** start Input data **

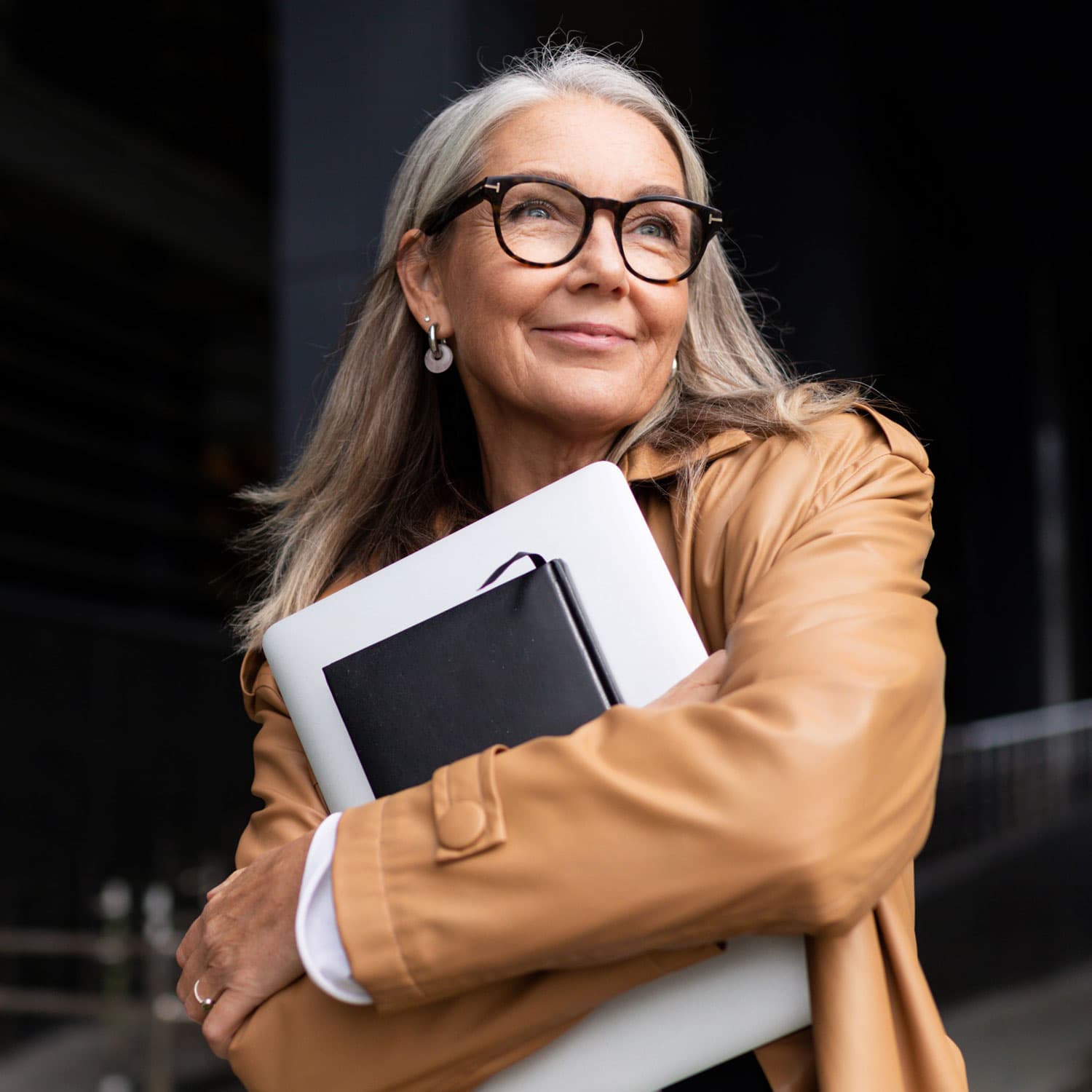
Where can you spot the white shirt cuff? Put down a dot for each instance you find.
(318, 937)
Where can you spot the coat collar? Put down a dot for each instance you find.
(644, 463)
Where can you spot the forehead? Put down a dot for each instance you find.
(604, 150)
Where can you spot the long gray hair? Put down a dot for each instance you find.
(393, 462)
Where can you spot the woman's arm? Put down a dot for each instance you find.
(303, 1039)
(788, 805)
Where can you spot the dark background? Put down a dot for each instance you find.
(190, 196)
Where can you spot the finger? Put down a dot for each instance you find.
(194, 937)
(713, 668)
(224, 1019)
(223, 884)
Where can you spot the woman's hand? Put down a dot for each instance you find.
(703, 684)
(242, 947)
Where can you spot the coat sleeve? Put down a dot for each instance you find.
(788, 805)
(303, 1039)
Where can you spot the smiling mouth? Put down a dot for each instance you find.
(587, 336)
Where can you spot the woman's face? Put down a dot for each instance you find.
(583, 349)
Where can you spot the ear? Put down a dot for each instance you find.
(421, 284)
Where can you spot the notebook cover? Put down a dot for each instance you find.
(511, 664)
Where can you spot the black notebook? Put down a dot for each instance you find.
(513, 663)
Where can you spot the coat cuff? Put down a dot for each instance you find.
(360, 900)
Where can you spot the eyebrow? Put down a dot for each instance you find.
(644, 191)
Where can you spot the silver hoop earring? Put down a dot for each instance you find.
(438, 356)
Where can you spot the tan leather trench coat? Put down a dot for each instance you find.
(491, 909)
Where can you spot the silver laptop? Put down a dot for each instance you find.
(665, 1030)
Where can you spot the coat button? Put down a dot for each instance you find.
(461, 825)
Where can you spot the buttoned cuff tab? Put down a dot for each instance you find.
(467, 807)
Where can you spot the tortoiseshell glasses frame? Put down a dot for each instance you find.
(494, 189)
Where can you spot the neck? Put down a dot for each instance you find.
(518, 462)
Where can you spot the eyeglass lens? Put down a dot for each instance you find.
(542, 223)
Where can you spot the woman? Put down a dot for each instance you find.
(784, 788)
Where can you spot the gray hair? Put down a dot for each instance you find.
(388, 465)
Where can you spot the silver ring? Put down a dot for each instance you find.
(205, 1002)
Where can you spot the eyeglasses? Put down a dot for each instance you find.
(542, 222)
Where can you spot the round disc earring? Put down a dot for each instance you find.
(438, 355)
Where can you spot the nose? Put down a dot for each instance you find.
(600, 264)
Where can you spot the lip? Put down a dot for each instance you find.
(587, 334)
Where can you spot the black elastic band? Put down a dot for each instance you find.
(537, 558)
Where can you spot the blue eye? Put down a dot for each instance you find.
(528, 210)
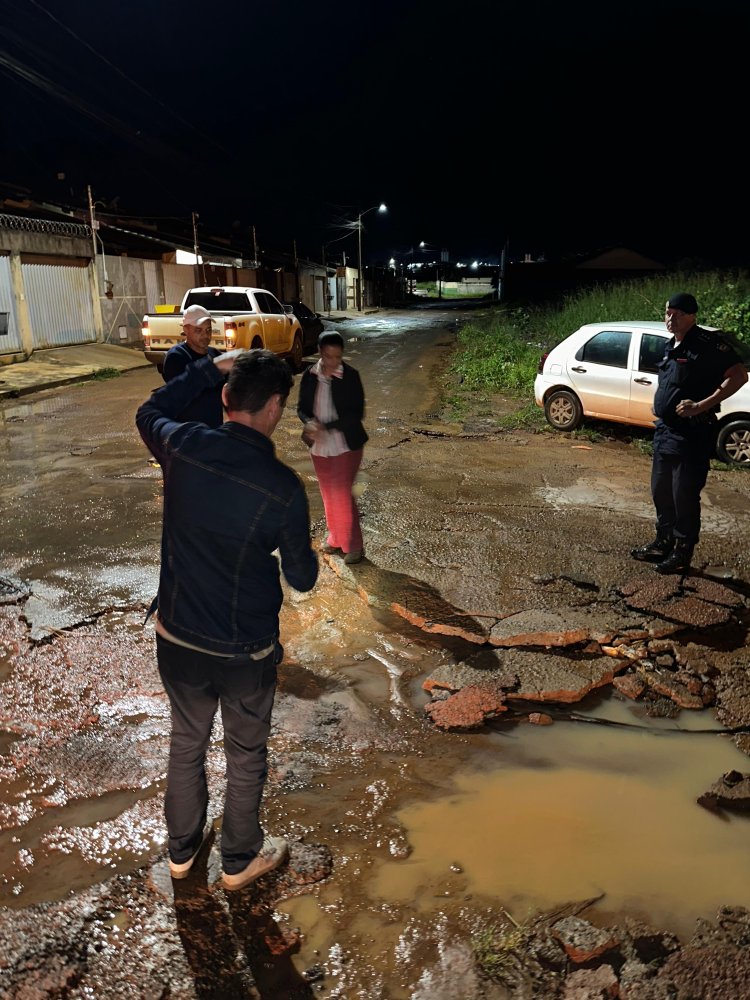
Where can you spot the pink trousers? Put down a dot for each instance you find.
(336, 477)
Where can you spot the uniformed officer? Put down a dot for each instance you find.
(699, 369)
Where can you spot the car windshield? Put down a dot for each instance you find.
(220, 301)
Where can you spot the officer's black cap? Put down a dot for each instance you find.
(684, 302)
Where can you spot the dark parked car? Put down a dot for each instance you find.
(312, 326)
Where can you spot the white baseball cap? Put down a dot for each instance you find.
(196, 316)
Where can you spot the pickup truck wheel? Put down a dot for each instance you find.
(563, 410)
(733, 443)
(296, 355)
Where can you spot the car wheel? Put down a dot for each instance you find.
(563, 410)
(295, 358)
(733, 442)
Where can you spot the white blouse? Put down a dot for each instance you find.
(329, 442)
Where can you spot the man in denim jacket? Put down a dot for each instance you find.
(229, 506)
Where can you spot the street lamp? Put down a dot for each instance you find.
(381, 208)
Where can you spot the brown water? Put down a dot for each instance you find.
(539, 816)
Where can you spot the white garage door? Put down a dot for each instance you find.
(60, 307)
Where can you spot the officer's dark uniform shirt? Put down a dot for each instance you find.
(207, 408)
(693, 370)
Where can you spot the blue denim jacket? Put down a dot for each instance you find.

** end Input data **

What you need to do
Can you reproduce all of the records above word for word, leaving out the pictures?

Correct answer
Where can you spot the white shirt cuff? Put down a dot for each instance you find.
(318, 937)
Where can you spot the coat collar? Put down a dot for each instance you find.
(644, 463)
Where can you spot the forehead? Put down a dot for each instance you find.
(604, 150)
Where can you spot the long gray hair? Put down a dot for each instance you find.
(393, 462)
Where can you spot the woman's arm? Put down a dot for each instance you find.
(303, 1039)
(788, 805)
Where can you spot the dark background? Put down a dot for each instance you find.
(190, 196)
Where can you spot the finger? Put down a dot for each instance you find.
(194, 937)
(713, 668)
(224, 1019)
(223, 884)
Where can you spot the woman's hand? Put down a dot for each instance you find.
(703, 684)
(242, 947)
Where can you spot the coat sleeve? Put down a dot for each instance you find.
(788, 805)
(303, 1039)
Where can you spot the smiling mouth? Put down a dot for each instance you find.
(587, 336)
Where can you spot the woman's face? Put down a dot for each instance you find.
(583, 349)
Where can you spot the ear? Put down a dot for each instance you find.
(421, 284)
Where can you spot the notebook cover? Put down a dot for each instance you find.
(511, 664)
Where can you spot the black notebook? Put down a dot for each instance you find.
(513, 663)
Where can you spot the coat cuff? Put down a dot for each instance you find.
(360, 900)
Where can you spot the eyebrow? Put down a dot for each instance you find.
(644, 191)
Where can you spot the silver hoop earring? Put down a dot for each instance you find.
(438, 356)
Where can you spot the tan leather trench coat? Put down a dot for each instance you find.
(491, 909)
Where can you spot the silver laptop? Put down a dot for each instance you find.
(665, 1030)
Where can you spot the coat button? Put down a dot for each instance you find.
(461, 825)
Where can you spot the buttoned cuff tab? Put down a dot for each instance you find.
(467, 807)
Where can you spot the tortoiseshell glasses frame? Put down a dot for each instance you find.
(494, 189)
Where can you spot the neck? Put down a dot for each instance you find.
(518, 462)
Where can you spot the eyeglass lens? Put down a dot for each instance you find.
(542, 223)
Where can you spot the woman? Put down a dot for each instance you find.
(784, 788)
Where can you spot the gray hair? Put down a dot for each instance you find.
(388, 465)
Where can you spot the silver ring? Put down a dot for each instance you find.
(205, 1002)
Where can you spot the eyeglasses? Put down a dot for each instance you find.
(542, 222)
Where can you spot the round disc earring? Put down a dot for each instance you find.
(438, 355)
Where can you spot the nose? Put down a dot for each instance you find.
(600, 264)
Where can you spot the lip? Put down a dot for each instance you find.
(587, 334)
Where can you spot the black elastic band? Put down a dot for each instance you find.
(537, 558)
Where can you spot the blue eye? Put down a dot for each instance you find.
(528, 210)
Where can you spot the pink trousers? Put down a dot for each instance you find.
(336, 477)
Where can you spot the uniformed officer? Put down a dot for each instance you find.
(699, 369)
Where can you spot the car windshield? Put down a dot for each instance you find.
(220, 301)
Where can you spot the officer's black cap? Put down a dot for each instance you find.
(684, 302)
Where can you spot the dark parked car? Put down a dot for each instance you find.
(312, 326)
Where can you spot the white baseball cap? Put down a dot for each instance you find.
(196, 316)
Where can you spot the pickup truck wheel? Put down a dot for each instance you find.
(563, 410)
(733, 443)
(296, 355)
Where can you spot the car wheel? Put down a dot for each instance you find.
(563, 410)
(295, 358)
(733, 442)
Where can you spot the white blouse? Put down a dot for each instance you find.
(329, 442)
Where can you spot the man in denim jacket? Put down a dot for each instance you find.
(229, 506)
Where can you spot the street lamp? Put down a dot for each instance you find.
(381, 208)
Where can you spot the brown water? Put down a dot for each instance you find.
(539, 816)
Where can you spot the white garage door? Put down a dot for each instance you find.
(60, 307)
Where can you spot the officer's dark uniform shirt? Put down a dot for each instance you find.
(207, 408)
(693, 370)
Where can you spot the blue denim jacket? Put down a dot for each instance you find.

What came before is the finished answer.